## Source document
Re: Unclamped row estimates whith OR-ed subplans

Tom Lane <tgl@xxxxxxxxxxxxx> · Fri, 19 Jun 2020 14:16:49 -0400

"Benjamin Coutu" <ben.coutu@xxxxxxxxx> writes:
> I don't want to waste your time but maybe there is room for improvement as both "account" and "contract" are highly distinct and the individual subplan estimates are quite accurate:

Yeah, as I said, the estimates you're getting for the OR'd subplans are
pretty stupid.  Once you throw the OR in there, it's not possible to
convert the IN clauses to semi-joins, so they just stay as generic
subplans.  It looks like we have exactly zero intelligence about the
generic case --- unless I'm missing something in clause_selectivity,
you just end up with a default 0.5 selectivity estimate.  So yeah,
there's a lot of room for improvement, whenever anyone finds some
round tuits to work on that.

While you're waiting, you might think about recasting the query to
avoid the OR.  Perhaps you could do a UNION of two scans of the
transactions table?

> Btw, I don't quite understand why the nested loop on contract only is expected to yield 31662 rows, when the null_frac of field transactions.contract is 1. Shouldn't that indicate zero rows or some kind of default minimum estimate for that query?

That I don't understand.  I get a minimal rowcount estimate for an
all-nulls outer table, as long as I'm using just one IN rather than
an OR:

regression=# create table contracts (id int);
CREATE TABLE
regression=# insert into contracts values(1),(2),(3),(4);
INSERT 0 4
regression=# analyze contracts ;
ANALYZE
regression=# create table transactions (contract int);
CREATE TABLE
regression=# insert into transactions select null from generate_series(1,100000);
INSERT 0 100000
regression=# analyze transactions;
ANALYZE
regression=# explain select * from transactions where contract in (select id from contracts);
                                QUERY PLAN                                
--------------------------------------------------------------------------
 Hash Semi Join  (cost=1.09..1607.59 rows=1 width=4)
   Hash Cond: (transactions.contract = contracts.id)
   ->  Seq Scan on transactions  (cost=0.00..1344.00 rows=100000 width=4)
   ->  Hash  (cost=1.04..1.04 rows=4 width=4)
         ->  Seq Scan on contracts  (cost=0.00..1.04 rows=4 width=4)
(5 rows)

			regards, tom lane

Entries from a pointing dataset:
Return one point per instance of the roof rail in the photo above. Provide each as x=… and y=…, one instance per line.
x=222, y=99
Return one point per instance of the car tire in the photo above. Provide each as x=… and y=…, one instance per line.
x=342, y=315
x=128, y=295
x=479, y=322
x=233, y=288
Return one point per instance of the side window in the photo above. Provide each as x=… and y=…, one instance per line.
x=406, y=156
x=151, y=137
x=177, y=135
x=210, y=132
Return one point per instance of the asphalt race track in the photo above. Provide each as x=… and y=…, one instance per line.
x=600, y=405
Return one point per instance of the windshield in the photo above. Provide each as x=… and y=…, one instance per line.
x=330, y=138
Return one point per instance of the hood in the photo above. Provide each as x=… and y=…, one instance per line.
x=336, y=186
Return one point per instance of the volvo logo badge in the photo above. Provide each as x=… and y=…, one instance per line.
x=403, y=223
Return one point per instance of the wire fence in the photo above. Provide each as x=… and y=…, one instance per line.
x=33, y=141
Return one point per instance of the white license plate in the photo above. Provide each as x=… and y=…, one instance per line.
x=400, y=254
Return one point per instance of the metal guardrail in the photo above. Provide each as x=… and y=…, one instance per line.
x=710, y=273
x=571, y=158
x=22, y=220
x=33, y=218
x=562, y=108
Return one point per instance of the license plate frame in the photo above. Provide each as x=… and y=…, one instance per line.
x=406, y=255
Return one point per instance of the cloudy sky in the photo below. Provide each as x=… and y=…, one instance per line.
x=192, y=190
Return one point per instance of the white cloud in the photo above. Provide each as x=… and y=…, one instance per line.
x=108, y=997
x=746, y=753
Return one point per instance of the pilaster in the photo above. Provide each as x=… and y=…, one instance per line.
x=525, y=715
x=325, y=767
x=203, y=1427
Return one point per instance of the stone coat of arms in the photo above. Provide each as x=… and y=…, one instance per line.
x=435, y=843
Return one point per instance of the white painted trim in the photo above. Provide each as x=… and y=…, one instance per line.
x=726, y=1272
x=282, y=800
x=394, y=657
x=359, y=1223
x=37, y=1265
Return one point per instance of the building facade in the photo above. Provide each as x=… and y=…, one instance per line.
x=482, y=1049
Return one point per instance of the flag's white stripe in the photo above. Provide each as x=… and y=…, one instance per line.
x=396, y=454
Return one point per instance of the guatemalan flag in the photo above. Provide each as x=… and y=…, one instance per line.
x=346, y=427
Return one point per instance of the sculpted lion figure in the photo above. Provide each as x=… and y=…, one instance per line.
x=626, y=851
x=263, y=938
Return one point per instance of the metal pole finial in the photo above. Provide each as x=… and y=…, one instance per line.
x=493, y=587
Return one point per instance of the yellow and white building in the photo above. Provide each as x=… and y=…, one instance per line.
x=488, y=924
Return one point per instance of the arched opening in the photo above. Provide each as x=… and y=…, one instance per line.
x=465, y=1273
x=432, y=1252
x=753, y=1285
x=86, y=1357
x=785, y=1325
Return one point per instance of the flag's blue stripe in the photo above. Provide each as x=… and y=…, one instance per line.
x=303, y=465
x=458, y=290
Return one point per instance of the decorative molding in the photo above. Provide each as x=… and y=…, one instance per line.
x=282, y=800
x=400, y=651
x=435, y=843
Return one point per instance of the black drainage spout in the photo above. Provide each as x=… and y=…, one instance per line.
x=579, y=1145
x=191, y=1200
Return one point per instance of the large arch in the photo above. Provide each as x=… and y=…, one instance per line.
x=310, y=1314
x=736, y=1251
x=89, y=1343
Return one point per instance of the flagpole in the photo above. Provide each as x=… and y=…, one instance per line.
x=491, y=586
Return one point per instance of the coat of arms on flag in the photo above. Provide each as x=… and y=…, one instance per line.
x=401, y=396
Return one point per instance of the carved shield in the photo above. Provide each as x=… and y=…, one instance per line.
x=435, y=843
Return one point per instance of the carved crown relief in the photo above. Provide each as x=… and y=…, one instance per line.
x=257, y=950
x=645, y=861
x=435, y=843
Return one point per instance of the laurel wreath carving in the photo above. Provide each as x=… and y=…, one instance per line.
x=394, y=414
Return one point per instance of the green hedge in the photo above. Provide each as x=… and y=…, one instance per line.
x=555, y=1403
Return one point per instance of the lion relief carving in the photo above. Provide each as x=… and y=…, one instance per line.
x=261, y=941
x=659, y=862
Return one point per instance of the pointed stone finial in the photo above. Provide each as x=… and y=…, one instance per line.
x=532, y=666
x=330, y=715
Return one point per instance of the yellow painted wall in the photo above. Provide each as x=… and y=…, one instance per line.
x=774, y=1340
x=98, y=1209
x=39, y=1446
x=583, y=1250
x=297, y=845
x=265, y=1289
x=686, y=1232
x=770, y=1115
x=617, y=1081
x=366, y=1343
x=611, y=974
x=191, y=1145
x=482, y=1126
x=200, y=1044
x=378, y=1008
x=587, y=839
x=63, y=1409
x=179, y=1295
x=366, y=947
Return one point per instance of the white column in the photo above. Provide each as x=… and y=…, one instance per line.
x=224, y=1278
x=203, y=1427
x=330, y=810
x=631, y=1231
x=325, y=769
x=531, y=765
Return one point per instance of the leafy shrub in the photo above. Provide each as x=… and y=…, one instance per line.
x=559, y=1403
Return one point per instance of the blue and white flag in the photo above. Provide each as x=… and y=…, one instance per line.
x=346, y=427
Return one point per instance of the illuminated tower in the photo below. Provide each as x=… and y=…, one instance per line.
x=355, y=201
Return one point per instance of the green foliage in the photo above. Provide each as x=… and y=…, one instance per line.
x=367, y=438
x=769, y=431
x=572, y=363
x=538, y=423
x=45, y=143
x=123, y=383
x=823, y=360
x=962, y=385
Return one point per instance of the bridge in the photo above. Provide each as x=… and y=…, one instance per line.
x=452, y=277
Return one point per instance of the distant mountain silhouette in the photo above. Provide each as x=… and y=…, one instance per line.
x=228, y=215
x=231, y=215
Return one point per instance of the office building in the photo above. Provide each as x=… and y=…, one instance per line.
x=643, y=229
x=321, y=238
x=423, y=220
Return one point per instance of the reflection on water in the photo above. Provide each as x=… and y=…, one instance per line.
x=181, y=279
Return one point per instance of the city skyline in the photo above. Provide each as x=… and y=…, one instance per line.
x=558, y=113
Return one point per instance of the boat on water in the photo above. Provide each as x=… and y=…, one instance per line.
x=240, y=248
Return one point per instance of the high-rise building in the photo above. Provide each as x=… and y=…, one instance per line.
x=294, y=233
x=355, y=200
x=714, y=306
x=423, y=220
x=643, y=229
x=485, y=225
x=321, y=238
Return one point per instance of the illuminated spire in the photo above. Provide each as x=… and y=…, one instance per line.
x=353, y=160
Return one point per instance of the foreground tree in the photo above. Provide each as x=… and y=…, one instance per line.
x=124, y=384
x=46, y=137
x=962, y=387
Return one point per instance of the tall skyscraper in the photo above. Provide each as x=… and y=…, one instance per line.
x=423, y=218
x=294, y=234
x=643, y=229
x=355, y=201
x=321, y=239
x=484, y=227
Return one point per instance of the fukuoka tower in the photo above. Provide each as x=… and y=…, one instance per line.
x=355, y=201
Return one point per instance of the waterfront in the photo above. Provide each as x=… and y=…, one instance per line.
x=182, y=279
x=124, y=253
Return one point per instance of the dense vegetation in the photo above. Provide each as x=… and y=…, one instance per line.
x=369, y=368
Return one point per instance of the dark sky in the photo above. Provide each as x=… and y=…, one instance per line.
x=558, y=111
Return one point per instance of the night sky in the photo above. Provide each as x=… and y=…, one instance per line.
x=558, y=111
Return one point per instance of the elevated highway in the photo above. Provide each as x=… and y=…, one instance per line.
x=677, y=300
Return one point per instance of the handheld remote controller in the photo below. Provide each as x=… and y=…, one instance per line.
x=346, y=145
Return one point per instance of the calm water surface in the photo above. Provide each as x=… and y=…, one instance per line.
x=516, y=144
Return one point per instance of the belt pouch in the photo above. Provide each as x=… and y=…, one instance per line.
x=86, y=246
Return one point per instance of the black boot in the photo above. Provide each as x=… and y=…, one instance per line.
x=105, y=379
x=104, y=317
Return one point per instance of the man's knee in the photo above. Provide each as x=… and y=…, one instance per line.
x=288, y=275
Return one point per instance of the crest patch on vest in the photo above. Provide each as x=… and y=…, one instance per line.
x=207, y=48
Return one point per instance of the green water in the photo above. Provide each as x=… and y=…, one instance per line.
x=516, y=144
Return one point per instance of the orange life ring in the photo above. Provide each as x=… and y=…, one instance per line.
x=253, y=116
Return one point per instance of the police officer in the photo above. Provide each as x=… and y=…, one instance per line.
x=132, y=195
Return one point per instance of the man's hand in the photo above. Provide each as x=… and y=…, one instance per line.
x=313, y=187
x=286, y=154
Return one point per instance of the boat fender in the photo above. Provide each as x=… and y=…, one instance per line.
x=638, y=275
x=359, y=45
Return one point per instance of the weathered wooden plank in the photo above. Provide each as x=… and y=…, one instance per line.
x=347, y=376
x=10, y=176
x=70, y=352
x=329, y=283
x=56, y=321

## Task description
Please answer these questions about the mailing-list reply above, one answer per line:
(a) What default selectivity estimate does the writer say the generic subplan case ends up with?
(b) What does the writer suggest doing to the query to avoid the OR?
(c) How many rows are inserted into the transactions table in the demonstration?

## Task answer
(a) 0.5
(b) Doing a UNION of two scans of the transactions table
(c) 100000